Description of the task: Write a continuation of the passage on shoulder charging in rugby union and rugby league, starting after its last sentence.

Quoted passage:
+ + + +

The unanswerable poser was how far can a player run to deliver a charge, particularly in the case of a back racing 20 or 30m across the field to meet an opponent, often a forward, that is also running flat out.

Every player knows the violence of a charge delivered with all the accumulated impetus of a long rush. It is of course much worse when tackler and ball-carrier are both running into each other. But there is no formula that can be the basis for a law to determine or limit the amount of force reasonably used. The tackler makes choices, the ball-carrier has options.

By the late 1990s the IRB had in effect banned the shoulder charge by adopting Law 10.4: “A player must not charge or knock down an opponent carrying the ball without trying to grasp that player.”

It was an amendment that initially passed without much debate, if any, as the tactic had long vanished as a part of the game. The trigger for the law change is thought to have been a pre-emptive strike to prevent league’s growing predilection for shoulder charges re-entering the code, or the outcome of studies on potential injury risks and insurance costs in a litigious age, specifically in the USA where many players coming to rugby had been bred on American football tackling methods.

Even if the shoulder charge was still legal in rugby, the nature of the game compared to league affords few opportunities to utilise it, outside of the backs in open field situations.

League has in many respects de-evolved, returning to rugby’s origins where predictability and repetition afford opportunity to a player possessing a desire to charge an opponent many a likely target.

It is not hard to identify situations in league where a ball-carrier is not intending to pass the ball – the player returning the kick-off or drop out, the ubiquitous “hit up” from the play-the-ball under the 10m rule.

Charging is a tempting option when these situations give ample occasion to get a head of steam up, and the reward is often the ball-carrier and his team being dispossessed of the ball.

With non-contestable play-the-balls and scrums, along with defenders penalised for ball stripping (apart from one-on-one), attempting to mine-blast the ball from a ball-carrier’s hold via body and shoulder charging is all that is left to change the possession flow of the game.

All of this is coupled with a dire mantra that sees all obligations in contact fall upon the tackler (accidental head contact, loose carrying of the ball, not releasing the tackle quickly enough) and to their being penalised and sometimes suspended, while the ball-carrier in league sometimes appears to run in a blissful daze of comfortable routine. You can understand why some one-dimensional ball-carriers make for juicy targets for a shoulder charge exponent.

+ + + +

Collected material:
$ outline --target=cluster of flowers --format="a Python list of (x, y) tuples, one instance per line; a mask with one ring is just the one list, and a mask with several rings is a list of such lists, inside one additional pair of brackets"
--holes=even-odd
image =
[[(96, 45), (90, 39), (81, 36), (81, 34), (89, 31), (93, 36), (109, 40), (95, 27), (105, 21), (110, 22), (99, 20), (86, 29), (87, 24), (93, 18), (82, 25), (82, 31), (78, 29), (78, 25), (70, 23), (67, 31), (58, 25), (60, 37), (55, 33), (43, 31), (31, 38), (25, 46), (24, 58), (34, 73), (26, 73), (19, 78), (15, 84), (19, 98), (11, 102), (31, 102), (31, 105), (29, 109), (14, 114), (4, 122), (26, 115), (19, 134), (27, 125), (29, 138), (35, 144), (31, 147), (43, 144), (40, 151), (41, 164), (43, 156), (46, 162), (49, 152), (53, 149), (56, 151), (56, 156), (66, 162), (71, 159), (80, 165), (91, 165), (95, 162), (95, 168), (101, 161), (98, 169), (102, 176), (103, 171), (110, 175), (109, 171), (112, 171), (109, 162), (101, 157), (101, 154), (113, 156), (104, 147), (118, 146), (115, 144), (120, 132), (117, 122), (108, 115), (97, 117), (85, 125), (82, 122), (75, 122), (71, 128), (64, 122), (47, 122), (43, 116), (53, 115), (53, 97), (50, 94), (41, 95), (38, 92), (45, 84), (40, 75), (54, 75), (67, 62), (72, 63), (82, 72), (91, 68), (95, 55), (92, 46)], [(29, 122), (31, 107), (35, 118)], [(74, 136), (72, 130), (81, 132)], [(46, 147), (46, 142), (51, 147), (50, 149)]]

+ + + +

Answer area:
The question of what is too much force for a shoulder charge can never be answered unilaterally – each situation is different. Certainly don’t make the initial contact be to the head.

Be sure to understand though that league has created the environment to foster the shoulder charge, especially one encompassing a running start.

Be equally sure that a game designed to placate doctors and mothers won’t attract the same number of players, nor tv viewers and spectators.

Ultimately protection and prevention from injury lies with the players themselves on the field.

In Hughes’ description of football at Rugby School (in Tom Brown’s Schooldays) most of the players were involved in the mass of humanity called the scrummage – outside of it were the older players, the ball-carrying ‘dodgers’ and their mortal enemies, the ‘chargers’.

Hughes had it right when he wrote 150 years ago that the dodgers “must have more coolness than the chargers.”

League players getting swatted by the modern-day chargers aren’t exhibiting much coolness of thought, and are a long way from being dodgers and looking after their own protection.

But league lacks the collective intellectual ability and will to enter an internal, let alone public, discourse where it can fully explore its position, its playing rules and tactics, and mount argument to counter the hysterical claims of media, medical professions and other groups.

The cop out would be to change the rule book and further mollify the ball-carrier’s path towards the goal line.

A game without risk is not worth playing, not worth watching.